Proszę kontynuować tekst o Stevie Mandandzie kończącym karierę, zaczynając zaraz po jego ostatnim zdaniu.

## UDOSTĘPNIONY TEKST
┄┄┄┄┄┄┄┄┄┄

40-letnia legenda kończy karierę. Kiedyś wygrywała mundial

40-letnia legenda kończy karierę. Kiedyś wygrywała mundial
Icon Sport / pressfocus
Steve Mandanda oficjalnie ogłosił zawieszenie piłkarskich butów na kołku. 40-latek od 1 lipca pozostawał bez klubu.
Coraz więcej piłkarzy, którzy w 2018 wygrywali mistrzostwo świata z reprezentacją Francji kończy swoje kariery. Po Adilu Ramim, Blaisie Matuidim czy Raphaelu Varane'ie przyszedł czas na kolejne nazwisko.
Dalsza część tekstu pod wideo
Chodzi o Steve'a Mandandę. Mimo że 40-latek podczas turnieju był drugim wyborem w bramce "Les Bleus" po Hugo Llorisie, to zaliczył jeden występ w fazie grupowej. Rozegrał 90 minut w meczu z Danią (0:0), zachowując czyste konto.

┄┄┄┄┄┄┄┄┄┄

Pozycje z zestawu do oznaczania punktów:
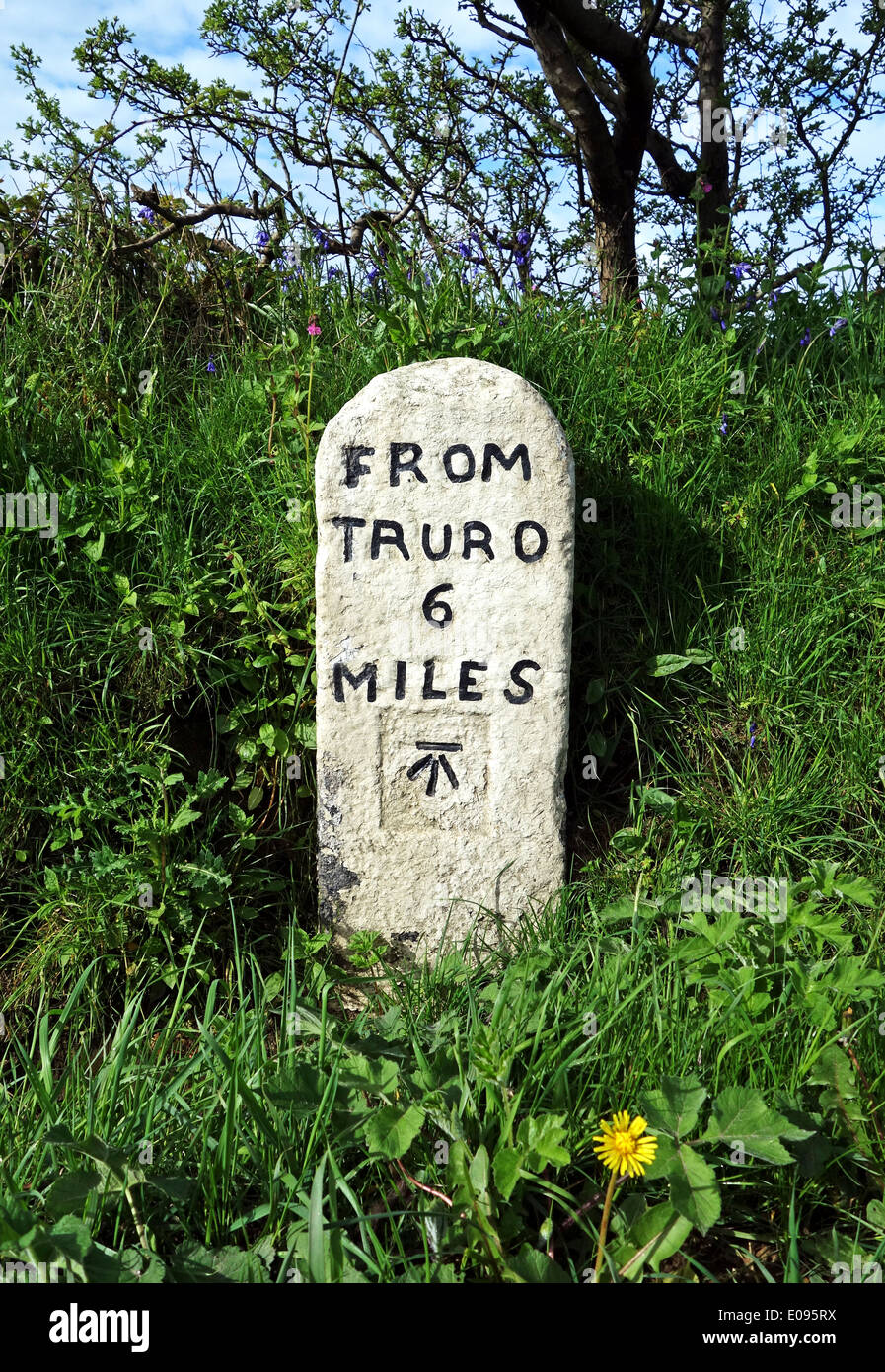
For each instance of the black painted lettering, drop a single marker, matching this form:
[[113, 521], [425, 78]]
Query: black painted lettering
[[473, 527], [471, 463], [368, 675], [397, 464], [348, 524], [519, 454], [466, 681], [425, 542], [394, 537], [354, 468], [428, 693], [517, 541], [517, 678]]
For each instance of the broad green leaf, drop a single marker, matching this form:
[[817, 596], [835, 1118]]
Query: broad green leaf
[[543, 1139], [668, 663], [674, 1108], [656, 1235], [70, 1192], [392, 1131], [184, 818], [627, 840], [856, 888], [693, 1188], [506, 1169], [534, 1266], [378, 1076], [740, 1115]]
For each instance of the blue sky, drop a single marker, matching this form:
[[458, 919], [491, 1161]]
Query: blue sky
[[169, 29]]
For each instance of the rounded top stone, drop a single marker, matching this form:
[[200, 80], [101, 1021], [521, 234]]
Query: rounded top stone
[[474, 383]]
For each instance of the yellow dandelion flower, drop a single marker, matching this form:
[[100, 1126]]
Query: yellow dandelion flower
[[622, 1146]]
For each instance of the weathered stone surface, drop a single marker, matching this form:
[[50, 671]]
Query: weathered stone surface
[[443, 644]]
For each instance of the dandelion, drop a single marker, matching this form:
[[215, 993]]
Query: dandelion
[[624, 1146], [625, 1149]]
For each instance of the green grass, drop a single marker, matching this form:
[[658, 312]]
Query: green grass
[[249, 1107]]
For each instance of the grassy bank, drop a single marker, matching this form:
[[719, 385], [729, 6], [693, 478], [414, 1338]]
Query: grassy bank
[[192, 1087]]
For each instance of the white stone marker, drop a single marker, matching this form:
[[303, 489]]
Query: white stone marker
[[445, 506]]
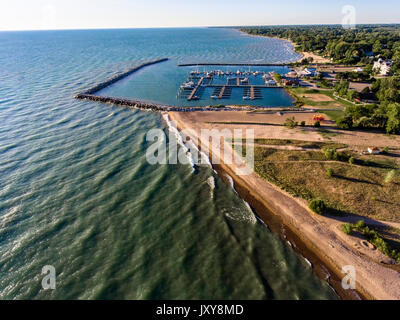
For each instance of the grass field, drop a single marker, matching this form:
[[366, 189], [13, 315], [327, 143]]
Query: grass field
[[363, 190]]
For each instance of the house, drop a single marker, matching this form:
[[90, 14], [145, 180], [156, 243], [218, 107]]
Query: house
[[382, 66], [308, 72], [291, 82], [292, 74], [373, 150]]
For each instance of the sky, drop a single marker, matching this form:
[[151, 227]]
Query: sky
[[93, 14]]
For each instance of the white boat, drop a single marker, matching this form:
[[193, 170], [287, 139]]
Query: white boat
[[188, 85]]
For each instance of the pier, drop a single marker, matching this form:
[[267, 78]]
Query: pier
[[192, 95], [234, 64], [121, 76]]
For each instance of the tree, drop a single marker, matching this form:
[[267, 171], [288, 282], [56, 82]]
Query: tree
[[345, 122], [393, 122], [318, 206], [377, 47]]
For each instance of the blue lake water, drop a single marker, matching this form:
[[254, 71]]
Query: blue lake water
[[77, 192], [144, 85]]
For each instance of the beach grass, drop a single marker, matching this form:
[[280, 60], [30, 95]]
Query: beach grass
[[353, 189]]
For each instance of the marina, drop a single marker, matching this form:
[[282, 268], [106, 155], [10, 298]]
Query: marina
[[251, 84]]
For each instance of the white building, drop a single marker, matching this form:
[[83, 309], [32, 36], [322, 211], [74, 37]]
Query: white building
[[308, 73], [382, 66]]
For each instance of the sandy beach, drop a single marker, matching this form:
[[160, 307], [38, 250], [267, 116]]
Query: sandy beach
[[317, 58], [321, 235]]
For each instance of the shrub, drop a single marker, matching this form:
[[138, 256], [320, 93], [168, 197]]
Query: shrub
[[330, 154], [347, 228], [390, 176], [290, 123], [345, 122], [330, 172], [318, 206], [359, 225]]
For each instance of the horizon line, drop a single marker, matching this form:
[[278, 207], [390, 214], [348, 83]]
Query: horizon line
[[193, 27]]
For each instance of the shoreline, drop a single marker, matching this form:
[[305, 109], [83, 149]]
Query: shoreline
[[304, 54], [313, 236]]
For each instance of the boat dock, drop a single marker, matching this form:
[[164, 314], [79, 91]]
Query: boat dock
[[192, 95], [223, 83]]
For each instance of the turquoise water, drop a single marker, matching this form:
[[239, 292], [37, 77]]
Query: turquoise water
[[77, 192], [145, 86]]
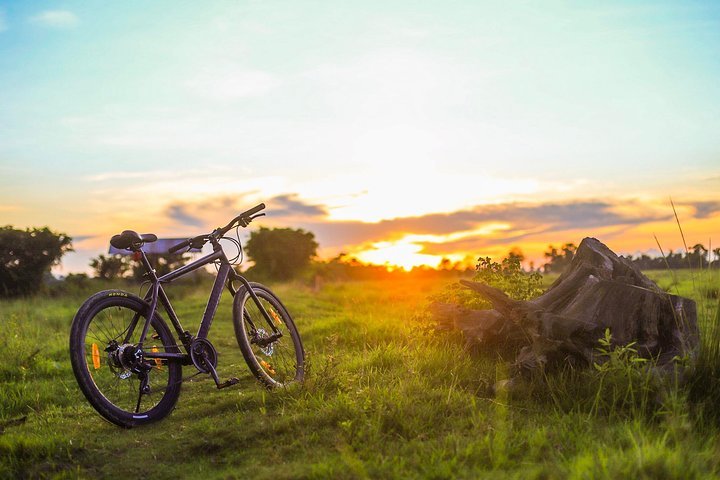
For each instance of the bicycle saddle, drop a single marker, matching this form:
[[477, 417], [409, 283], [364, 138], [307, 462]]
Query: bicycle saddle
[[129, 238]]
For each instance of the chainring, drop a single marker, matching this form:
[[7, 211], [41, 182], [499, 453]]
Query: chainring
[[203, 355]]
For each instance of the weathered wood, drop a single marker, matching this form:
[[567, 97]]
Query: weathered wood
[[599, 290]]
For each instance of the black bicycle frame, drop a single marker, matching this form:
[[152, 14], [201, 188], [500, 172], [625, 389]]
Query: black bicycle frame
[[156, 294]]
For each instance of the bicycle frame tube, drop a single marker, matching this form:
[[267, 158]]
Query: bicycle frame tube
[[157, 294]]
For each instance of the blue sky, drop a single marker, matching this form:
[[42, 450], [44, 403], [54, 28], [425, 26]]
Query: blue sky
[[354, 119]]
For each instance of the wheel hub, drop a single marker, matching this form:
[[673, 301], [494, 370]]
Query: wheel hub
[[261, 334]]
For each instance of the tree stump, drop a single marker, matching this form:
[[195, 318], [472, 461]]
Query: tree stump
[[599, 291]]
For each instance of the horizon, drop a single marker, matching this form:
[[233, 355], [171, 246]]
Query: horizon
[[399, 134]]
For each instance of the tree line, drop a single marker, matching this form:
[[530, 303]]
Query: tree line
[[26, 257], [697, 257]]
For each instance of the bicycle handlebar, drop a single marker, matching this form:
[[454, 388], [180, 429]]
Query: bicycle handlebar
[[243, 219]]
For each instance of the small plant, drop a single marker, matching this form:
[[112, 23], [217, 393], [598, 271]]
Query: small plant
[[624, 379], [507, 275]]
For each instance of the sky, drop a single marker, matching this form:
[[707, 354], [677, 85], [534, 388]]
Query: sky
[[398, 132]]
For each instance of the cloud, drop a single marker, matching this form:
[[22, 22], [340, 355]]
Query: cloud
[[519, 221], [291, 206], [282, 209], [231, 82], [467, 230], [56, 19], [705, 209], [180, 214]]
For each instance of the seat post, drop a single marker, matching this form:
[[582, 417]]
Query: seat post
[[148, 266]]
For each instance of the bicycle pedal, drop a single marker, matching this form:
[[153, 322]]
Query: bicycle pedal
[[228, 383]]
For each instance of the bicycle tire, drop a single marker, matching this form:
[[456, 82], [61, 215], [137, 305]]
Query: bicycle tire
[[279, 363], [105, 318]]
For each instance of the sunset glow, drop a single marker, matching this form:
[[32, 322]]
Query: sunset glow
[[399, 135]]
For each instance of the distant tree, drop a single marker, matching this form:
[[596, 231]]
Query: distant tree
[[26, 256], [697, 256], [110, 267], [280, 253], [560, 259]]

┄┄┄┄┄┄┄┄┄┄

## ODPOWIEDŹ NA ZADANIE
- Musiałem dać sobie czas, żeby to zaakceptować, przede wszystkim dlatego, że to nie jest łatwe. Miałem długi okres refleksji. Dostawałem wiele telefonów z innych klubów, ale za każdym razem odmawiałem - powiedział piłkarz w pożegnalnym komunikacie.
Mandanda przez lata związany był z Olympique'iem Marsylia. W koszulce OM wystąpił aż 613 razy w karierze. Miał też jednak epizody w innych klubach, takich jak Crystal Palace czy Le Havre, którego jest wychowankiem.
Ostatnie trzy sezony bramkarz spędził w Stade Rennais. W barwach bretońskiego klubu udało mu się rozegrać 102 mecze. Przez większość czasu był "jedynką", a w minionym sezonie pełnił nawet rolę kapitana.
Od 1 lipca Mandanda pozostawał bez klubu. Nie mógł jednak narzekać na brak ofert. Według L'Equipe jego usługami zainteresowane były Lorient, Guingamp, Brest czy Montpellier.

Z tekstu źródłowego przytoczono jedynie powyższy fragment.